Exercise objective: Reproduce everything from the line containing "the wooden window frame" down to the last of the lines, requests included. Shift every coordinate in the answers up by 77, leaving the numbers in the requests and their format samples unchanged.

Exercise data:

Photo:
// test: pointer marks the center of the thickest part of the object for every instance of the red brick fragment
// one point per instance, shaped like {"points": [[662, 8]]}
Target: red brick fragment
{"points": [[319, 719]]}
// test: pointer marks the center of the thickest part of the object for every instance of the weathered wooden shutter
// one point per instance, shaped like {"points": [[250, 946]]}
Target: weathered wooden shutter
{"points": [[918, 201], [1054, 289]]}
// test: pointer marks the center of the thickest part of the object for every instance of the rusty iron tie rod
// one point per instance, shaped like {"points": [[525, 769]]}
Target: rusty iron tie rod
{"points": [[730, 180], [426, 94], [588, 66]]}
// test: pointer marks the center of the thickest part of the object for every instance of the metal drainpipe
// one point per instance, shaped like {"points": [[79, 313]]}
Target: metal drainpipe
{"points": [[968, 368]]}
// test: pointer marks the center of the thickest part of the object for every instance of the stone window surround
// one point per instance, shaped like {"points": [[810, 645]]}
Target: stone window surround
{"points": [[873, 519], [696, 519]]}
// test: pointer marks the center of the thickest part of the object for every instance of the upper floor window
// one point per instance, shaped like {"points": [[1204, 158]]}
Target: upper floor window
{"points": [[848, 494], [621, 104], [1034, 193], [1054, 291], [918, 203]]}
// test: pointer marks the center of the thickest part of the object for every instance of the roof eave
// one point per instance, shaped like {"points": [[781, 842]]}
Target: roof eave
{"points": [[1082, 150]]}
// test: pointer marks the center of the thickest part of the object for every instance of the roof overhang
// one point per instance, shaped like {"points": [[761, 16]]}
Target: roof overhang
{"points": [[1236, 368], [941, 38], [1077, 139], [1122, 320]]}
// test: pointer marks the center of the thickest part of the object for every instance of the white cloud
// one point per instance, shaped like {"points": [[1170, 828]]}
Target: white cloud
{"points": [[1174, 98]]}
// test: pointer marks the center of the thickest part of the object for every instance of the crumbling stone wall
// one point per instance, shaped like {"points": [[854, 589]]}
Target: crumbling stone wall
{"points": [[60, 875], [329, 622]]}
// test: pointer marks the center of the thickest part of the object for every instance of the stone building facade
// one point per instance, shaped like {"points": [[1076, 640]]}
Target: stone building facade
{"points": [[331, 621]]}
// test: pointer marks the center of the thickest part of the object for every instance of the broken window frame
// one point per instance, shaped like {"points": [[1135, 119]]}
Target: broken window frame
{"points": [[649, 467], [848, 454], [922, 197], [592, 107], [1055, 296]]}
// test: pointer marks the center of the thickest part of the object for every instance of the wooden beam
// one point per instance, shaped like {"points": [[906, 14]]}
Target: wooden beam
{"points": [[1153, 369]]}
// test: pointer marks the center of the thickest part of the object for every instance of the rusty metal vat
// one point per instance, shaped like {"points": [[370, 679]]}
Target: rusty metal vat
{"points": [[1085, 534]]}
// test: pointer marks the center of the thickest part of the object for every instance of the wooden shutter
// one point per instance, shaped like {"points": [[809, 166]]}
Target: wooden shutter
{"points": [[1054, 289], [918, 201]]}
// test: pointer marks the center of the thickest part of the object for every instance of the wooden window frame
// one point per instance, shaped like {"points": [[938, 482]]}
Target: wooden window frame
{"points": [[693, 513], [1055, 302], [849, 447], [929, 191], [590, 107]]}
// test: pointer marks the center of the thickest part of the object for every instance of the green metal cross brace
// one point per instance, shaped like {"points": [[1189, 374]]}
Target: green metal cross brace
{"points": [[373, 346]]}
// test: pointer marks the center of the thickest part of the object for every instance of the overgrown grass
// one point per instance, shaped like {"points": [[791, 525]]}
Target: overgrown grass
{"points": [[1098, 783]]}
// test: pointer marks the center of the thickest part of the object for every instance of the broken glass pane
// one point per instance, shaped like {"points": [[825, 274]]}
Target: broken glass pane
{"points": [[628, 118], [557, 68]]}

Exercise answer:
// test: pointer marks the center of the thickest part of the object for every instance of the wooden window frame
// one point per instance, shaped like {"points": [[938, 482]]}
Target: wooden window frame
{"points": [[770, 590], [1132, 379], [926, 524], [1006, 268], [667, 184]]}
// test: pointer marks the center of the thickest part of the object for every instance of the green metal cross brace
// one point per instance, shaped like {"points": [[1189, 374]]}
Target: green metal cross brace
{"points": [[450, 423]]}
// test: pointer marks the center of the thickest part of the object for every instance of the overgrown grass
// one point per instance, shaped like {"points": [[791, 525]]}
Target: overgrown grass
{"points": [[1175, 860]]}
// test: pointer marks the center of the thickest part of the object for every instance of the broken glass pane
// one point per instance, shaped like {"points": [[825, 274]]}
Target: broken glass pane
{"points": [[705, 195], [634, 145]]}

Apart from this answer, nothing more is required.